当F1失效时：面向对话主题分割的粒度感知评估方法 (When F1 Fails: Granularity-Aware Evaluation for Dialogue Topic Segmentation)

Dialogue topic segmentation supports summarization, retrieval, memory management, and conversational continuity. Despite decades of work, evaluation practice remains dominated by strict boundary matching and F1-based metrics. Modern large language model (LLM) based conversational systems increasingly rely on segmentation to manage conversation history beyond fixed context windows. In such systems, unstructured context accumulation degrades efficiency and coherence. This paper introduces an evaluation framework that reports boundary density and segment alignment diagnostics (purity and coverage) alongside window-tolerant F1 (W-F1). By separating boundary scoring from boundary selection, we evaluate segmentation quality across density regimes rather than at a single operating point. Cross-dataset evaluation shows that reported performance differences often reflect annotation granularity mismatch rather than boundary placement quality alone. We evaluate structurally distinct segmentation strategies across eight dialogue datasets spanning task-oriented, open-domain, meeting-style, and synthetic interactions. Boundary-based metrics are strongly coupled to boundary density: threshold sweeps produce larger W-F1 changes than switching between methods. These findings support viewing topic segmentation as a granularity selection problem rather than prediction of a single correct boundary set. This motivates separating boundary scoring from boundary selection for analyzing and tuning segmentation under varying annotation granularities.

[逐实例点定位数据]
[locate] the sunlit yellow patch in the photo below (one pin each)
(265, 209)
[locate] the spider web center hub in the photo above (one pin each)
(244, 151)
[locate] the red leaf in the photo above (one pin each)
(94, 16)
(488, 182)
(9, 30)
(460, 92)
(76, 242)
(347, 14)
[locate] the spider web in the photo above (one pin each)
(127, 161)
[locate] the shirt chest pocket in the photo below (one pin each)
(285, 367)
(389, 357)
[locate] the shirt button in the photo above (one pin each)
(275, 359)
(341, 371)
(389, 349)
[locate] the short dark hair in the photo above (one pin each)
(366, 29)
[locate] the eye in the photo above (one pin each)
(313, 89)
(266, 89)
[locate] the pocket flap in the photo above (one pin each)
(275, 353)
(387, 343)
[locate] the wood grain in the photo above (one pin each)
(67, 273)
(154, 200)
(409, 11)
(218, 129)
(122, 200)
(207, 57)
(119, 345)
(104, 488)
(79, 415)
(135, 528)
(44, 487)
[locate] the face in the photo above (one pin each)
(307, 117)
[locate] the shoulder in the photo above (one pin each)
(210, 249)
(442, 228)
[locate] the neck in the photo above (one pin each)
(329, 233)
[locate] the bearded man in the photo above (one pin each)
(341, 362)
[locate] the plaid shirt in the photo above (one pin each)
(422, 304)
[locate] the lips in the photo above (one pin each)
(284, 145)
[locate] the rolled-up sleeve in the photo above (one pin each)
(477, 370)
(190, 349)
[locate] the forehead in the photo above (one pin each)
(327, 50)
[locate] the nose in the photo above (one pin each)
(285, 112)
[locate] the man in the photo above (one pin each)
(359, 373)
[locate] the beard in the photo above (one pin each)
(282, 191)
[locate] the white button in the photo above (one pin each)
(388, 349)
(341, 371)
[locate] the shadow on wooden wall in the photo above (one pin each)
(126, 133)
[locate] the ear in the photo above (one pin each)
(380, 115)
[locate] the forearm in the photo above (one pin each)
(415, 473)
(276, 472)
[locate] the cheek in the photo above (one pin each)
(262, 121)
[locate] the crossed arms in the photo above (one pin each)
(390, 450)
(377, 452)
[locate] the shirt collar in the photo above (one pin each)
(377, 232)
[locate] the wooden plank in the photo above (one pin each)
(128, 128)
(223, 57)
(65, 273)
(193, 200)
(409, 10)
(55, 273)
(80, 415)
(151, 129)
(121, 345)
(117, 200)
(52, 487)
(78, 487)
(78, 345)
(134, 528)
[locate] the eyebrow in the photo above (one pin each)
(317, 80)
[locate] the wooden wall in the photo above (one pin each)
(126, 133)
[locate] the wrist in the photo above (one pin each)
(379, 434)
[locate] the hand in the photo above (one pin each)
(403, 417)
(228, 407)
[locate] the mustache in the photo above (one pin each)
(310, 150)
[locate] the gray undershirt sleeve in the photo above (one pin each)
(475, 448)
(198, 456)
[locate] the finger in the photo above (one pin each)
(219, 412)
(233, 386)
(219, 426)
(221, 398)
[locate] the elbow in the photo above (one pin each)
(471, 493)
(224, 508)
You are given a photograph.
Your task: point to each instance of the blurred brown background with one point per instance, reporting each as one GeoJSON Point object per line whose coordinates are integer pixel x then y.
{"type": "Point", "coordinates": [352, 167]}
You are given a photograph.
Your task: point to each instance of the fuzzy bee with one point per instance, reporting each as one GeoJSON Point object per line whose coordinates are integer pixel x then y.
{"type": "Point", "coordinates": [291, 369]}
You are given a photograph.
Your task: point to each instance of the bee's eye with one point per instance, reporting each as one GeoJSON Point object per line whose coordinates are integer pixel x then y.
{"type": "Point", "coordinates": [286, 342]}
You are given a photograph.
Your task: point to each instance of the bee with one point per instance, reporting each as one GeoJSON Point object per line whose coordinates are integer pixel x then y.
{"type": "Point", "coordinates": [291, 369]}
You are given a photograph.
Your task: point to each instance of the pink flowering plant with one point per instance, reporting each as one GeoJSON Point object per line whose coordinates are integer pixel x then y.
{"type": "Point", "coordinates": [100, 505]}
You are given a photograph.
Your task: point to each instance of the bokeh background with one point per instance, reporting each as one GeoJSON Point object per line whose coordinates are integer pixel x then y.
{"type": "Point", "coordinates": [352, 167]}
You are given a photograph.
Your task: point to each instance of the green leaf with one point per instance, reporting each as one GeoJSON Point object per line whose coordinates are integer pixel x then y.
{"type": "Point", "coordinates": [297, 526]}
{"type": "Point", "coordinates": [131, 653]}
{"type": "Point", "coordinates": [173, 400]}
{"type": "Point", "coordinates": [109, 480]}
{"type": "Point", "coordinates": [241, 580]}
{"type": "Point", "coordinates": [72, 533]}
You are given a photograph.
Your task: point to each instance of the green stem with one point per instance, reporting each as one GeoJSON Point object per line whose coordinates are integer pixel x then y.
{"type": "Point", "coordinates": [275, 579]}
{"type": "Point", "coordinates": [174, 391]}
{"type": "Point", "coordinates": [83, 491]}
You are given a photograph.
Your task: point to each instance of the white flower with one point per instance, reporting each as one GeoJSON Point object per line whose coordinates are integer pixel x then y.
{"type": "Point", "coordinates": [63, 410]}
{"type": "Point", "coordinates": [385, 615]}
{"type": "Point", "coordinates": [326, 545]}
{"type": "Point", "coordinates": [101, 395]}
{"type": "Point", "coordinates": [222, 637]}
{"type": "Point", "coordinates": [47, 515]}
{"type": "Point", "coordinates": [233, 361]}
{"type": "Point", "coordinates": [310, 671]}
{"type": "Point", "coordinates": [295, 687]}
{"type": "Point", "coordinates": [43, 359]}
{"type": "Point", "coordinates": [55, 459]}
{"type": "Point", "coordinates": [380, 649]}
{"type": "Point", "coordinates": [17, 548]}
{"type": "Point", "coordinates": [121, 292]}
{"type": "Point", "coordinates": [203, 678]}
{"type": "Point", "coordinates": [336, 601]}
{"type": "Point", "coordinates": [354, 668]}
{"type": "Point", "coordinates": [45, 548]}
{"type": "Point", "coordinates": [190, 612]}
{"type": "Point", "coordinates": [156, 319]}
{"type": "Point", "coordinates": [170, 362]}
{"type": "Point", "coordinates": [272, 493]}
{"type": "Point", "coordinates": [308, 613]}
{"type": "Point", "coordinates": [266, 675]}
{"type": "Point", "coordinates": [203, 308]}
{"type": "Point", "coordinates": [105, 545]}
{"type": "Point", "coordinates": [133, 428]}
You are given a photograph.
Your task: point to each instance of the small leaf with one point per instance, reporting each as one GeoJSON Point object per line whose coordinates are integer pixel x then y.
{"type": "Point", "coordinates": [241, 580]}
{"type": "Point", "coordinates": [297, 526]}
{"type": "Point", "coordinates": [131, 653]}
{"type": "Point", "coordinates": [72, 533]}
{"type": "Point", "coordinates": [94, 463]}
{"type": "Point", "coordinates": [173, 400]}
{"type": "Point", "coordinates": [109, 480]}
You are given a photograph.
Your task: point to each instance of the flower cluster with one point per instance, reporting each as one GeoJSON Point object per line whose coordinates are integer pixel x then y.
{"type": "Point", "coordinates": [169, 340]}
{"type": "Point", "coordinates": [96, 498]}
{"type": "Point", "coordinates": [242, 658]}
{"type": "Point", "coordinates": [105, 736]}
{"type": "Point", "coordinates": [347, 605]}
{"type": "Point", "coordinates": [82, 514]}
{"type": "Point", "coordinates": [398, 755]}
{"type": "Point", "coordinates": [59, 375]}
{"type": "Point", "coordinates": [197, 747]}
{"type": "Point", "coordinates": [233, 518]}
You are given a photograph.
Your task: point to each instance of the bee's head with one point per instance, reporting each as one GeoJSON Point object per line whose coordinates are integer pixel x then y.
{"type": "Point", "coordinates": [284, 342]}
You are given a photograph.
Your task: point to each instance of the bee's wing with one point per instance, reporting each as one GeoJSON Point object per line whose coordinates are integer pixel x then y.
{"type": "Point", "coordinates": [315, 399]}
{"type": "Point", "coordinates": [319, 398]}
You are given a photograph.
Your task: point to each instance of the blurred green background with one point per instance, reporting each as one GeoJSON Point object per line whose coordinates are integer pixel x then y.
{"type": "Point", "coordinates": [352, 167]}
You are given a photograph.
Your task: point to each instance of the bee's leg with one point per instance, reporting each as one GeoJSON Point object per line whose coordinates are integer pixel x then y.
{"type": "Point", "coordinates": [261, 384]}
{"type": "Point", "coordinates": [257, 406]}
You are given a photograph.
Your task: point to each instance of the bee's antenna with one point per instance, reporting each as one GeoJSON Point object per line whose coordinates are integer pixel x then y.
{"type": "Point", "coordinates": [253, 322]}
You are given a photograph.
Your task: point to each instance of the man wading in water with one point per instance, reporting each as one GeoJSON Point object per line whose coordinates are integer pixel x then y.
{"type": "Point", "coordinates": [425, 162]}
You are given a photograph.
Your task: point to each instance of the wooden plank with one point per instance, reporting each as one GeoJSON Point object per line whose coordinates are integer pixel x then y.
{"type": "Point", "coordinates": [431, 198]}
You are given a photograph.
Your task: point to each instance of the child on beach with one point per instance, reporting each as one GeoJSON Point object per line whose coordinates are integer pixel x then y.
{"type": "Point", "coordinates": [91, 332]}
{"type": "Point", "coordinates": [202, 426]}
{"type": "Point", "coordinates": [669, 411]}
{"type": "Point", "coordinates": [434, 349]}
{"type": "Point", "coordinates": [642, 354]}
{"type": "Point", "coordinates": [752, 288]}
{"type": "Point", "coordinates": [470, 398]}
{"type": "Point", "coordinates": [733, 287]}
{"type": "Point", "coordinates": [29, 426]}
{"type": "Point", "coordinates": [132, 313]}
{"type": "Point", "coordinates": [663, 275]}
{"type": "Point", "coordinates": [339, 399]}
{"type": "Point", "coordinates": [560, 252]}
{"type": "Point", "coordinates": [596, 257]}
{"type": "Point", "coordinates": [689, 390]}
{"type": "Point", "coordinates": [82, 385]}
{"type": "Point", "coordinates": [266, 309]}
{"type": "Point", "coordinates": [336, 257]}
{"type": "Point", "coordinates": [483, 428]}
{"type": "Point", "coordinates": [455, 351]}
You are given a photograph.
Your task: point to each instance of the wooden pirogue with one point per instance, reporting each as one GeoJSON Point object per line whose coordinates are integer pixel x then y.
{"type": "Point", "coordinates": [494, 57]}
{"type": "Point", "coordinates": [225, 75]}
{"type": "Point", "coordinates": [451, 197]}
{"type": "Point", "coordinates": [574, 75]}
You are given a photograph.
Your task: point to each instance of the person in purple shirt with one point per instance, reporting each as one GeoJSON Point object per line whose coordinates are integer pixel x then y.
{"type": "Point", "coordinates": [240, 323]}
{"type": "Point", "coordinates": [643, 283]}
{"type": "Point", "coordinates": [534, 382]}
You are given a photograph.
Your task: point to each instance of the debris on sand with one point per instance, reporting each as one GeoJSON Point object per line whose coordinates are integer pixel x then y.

- **任务要求**
A - 阅读材料开头列出了对话主题分割能够支持的几项工作。请用原文的英文措辞逐一列出。
B - 请用中文要点列表改写阅读材料中以“Dialogue topic segmentation supports”开头的段落，并保留其主要事实。
C - 请把阅读材料中的这句话译成中文：“Boundary-based metrics are strongly coupled to boundary density: threshold sweeps produce larger W-F1 changes than switching between methods.”

- **参考答案**
A -
summarization
retrieval
memory management
conversational continuity

B -
- 对话主题分割可服务于摘要、检索、记忆管理和对话连续性。
- 评估实践仍以严格边界匹配和基于F1的指标为主。
- 基于大语言模型的对话系统越来越依赖分割，来管理超出固定上下文窗口的对话历史。上下文无结构地累积会降低效率和连贯性。
- 本文提出一个评估框架，在报告窗口容忍F1（W-F1）的同时，也报告边界密度和片段对齐诊断指标（纯度与覆盖度）。
- 该框架将边界打分与边界选择分开，在不同密度区间而非单一工作点上评估分割质量。
- 研究在八个对话数据集上评估了结构不同的分割策略。这些数据集涵盖任务型、开放域、会议式和合成交互。
- 跨数据集评估显示，所报告的性能差异常反映标注粒度不匹配，而不仅仅是边界位置的质量。
- 基于边界的指标与边界密度强耦合：阈值扫描引起的W-F1变化大于在方法之间切换引起的变化。
- 结论：主题分割应被看作粒度选择问题，而非对单一正确边界集合的预测。因此，在不同标注粒度下分析和调优分割时，应将边界打分与边界选择分开。

C - 基于边界的指标与边界密度高度耦合：阈值扫描所带来的W-F1变化，比在不同方法之间切换所带来的变化更大。